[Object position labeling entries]
□ □ □ □ □

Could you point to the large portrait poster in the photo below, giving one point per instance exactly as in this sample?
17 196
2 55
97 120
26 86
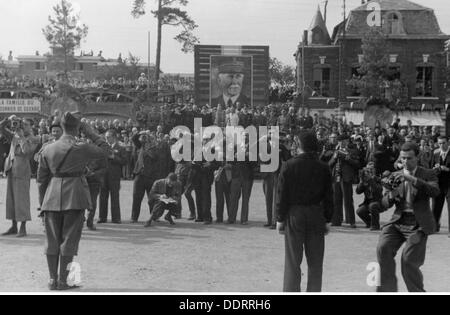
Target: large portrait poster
231 81
229 75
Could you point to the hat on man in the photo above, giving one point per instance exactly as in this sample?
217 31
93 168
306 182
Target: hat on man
343 138
70 120
232 66
55 125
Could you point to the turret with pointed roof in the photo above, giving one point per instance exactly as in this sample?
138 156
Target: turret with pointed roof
318 32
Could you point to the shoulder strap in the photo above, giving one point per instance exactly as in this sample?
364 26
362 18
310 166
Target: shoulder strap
61 164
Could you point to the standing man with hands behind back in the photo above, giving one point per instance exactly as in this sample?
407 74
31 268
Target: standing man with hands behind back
441 165
304 207
64 194
111 184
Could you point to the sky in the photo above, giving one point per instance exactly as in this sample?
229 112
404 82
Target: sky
112 29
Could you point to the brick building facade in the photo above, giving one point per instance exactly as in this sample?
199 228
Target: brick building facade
416 53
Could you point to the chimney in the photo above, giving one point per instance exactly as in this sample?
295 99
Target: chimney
305 37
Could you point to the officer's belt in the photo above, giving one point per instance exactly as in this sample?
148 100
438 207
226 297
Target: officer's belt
68 175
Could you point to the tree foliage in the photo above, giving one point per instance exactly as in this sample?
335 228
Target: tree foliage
172 13
65 30
374 70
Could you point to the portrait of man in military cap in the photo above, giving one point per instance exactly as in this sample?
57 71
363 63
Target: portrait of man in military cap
231 81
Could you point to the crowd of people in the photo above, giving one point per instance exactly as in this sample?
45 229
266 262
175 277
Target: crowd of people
142 151
353 153
165 83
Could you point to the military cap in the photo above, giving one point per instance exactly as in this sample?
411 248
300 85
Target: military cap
232 66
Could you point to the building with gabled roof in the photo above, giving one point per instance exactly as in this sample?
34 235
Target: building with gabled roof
416 54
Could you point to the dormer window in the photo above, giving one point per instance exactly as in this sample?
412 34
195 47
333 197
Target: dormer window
394 24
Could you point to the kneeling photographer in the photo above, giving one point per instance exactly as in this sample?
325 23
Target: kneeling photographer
370 185
410 191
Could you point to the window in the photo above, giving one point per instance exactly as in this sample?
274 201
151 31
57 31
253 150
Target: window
424 82
321 79
355 92
394 26
393 73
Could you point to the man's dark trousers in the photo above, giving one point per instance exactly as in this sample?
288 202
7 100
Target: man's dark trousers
438 205
305 231
94 189
268 187
110 188
187 192
203 198
142 184
240 187
413 257
222 197
343 196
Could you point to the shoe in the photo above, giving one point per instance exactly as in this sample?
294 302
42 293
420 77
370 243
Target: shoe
11 231
169 219
22 234
52 285
63 286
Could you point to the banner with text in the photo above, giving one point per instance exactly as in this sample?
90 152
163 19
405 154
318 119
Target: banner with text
17 106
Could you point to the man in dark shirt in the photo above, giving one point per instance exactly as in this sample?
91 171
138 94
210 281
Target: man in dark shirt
304 208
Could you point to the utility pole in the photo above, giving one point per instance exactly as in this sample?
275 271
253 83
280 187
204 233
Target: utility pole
148 69
342 51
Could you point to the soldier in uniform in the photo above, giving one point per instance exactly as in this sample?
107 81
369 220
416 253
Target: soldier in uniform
145 171
111 183
64 194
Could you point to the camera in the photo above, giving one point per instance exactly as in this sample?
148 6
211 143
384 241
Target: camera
16 124
367 173
342 154
392 181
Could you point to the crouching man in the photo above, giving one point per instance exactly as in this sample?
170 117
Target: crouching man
370 185
411 223
165 196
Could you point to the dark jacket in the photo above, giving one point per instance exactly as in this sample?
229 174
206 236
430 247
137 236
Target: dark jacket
146 163
427 187
349 167
115 164
305 181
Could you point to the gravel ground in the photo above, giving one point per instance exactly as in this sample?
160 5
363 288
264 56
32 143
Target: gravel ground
196 258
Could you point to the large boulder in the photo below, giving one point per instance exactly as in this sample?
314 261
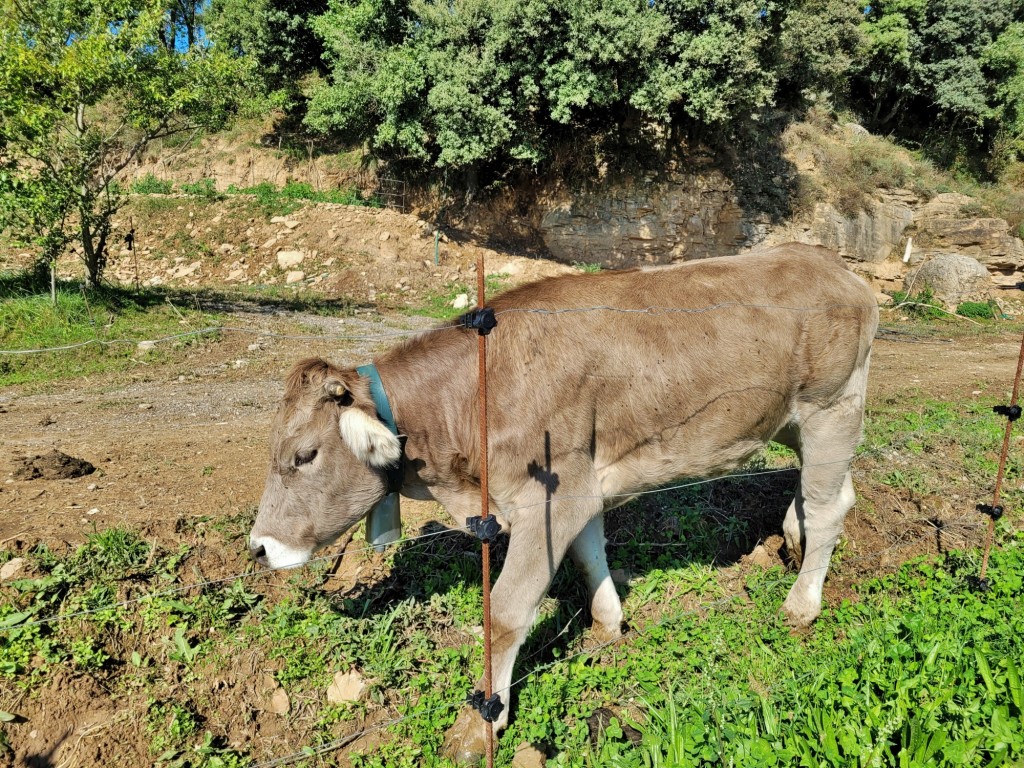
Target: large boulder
951 276
944 225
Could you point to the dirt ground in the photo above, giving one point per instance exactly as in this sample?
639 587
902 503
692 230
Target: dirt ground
176 445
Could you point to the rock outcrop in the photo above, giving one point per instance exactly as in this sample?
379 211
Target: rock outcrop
647 221
952 278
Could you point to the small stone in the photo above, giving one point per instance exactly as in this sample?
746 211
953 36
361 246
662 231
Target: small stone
347 686
11 568
288 259
620 577
761 557
527 756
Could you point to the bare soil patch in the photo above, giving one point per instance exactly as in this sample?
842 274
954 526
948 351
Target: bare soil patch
181 449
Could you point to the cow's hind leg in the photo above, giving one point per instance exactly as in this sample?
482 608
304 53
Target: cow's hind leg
605 607
537 546
827 438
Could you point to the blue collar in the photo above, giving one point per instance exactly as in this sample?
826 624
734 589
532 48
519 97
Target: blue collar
395 473
379 395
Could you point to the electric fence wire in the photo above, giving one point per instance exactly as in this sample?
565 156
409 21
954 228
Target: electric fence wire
396 334
632 634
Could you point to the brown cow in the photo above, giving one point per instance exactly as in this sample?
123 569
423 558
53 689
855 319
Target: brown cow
709 361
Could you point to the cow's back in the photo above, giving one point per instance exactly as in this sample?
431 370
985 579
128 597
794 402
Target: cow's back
659 373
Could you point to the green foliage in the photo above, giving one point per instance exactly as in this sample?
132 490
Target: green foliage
921 672
205 187
979 309
150 184
505 83
949 75
275 35
30 321
84 87
286 200
922 304
439 305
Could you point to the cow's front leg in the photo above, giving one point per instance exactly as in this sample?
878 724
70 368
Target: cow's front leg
537 546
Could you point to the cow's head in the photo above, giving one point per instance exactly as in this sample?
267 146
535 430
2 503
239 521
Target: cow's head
329 455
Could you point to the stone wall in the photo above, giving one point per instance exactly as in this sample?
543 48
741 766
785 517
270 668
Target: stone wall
695 215
647 221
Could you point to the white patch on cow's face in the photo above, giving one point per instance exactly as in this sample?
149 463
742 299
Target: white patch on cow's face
371 441
278 554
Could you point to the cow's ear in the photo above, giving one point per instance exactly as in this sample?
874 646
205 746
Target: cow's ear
372 442
337 391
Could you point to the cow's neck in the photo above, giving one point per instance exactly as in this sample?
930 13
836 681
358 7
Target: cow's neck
431 387
394 474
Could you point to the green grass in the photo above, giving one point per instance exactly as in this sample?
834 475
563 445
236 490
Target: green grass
30 321
205 187
439 304
914 670
289 198
150 184
921 671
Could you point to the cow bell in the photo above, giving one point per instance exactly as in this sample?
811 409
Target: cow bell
384 522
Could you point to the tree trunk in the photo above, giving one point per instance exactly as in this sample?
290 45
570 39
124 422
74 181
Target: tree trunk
92 268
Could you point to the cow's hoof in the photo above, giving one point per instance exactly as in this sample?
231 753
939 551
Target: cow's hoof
601 634
799 614
466 741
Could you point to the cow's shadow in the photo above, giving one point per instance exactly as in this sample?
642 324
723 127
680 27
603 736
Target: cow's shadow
712 523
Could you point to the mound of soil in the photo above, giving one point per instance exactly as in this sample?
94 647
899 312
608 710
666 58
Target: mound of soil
52 466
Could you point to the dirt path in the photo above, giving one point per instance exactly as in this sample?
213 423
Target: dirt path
173 445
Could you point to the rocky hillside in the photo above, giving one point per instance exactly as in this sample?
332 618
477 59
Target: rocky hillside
881 207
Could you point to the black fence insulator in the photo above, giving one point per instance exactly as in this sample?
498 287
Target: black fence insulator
1011 412
489 709
486 529
979 585
481 321
995 512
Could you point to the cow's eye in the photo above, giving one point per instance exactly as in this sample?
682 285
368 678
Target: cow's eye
304 457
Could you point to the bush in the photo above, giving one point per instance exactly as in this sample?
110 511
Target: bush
979 309
150 184
922 304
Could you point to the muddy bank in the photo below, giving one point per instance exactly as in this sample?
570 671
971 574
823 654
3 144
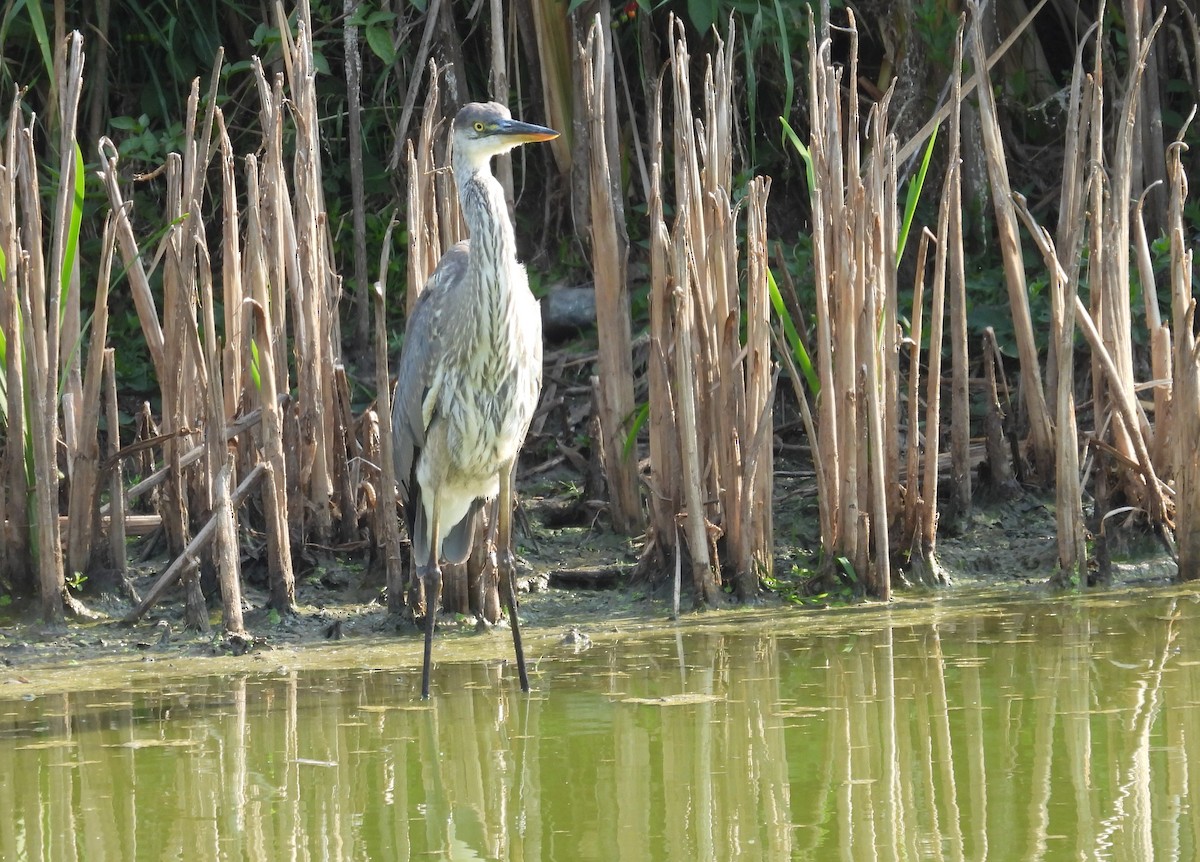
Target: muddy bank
1002 548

□ □ □ □ □

- _Set task_
Everything from the line containing "Could you point to the dirt path" through the last line of the entries must be repeated verbatim, except pictures.

- _Final answer_
Could you point to the dirt path in the photo above, giving one point per instance exactly as in this sample?
213 423
Target: dirt path
173 445
Could you point to the rocky hillside in the photo above, giving one point per instance exactly as in this sample?
332 618
477 59
Target: rocky hillside
881 207
Could you point to the black fence insulator in the photo above, giving one point per instance exactly as in this sample?
498 287
Target: black fence insulator
1011 412
489 709
486 529
979 585
481 321
995 512
Could you point to the cow's eye in the photo above, giving one point per instance exactly as in this sample?
682 285
368 678
Target: cow's eye
304 457
Could you point to the bush in the photo above, giving one point per instance exactly as in this sample?
110 511
Target: bush
979 309
150 184
922 304
Could you point to the muddy bank in the photo below, giving one point per instance exactly as in this sample?
570 671
971 574
823 654
3 144
Target: muddy bank
1002 548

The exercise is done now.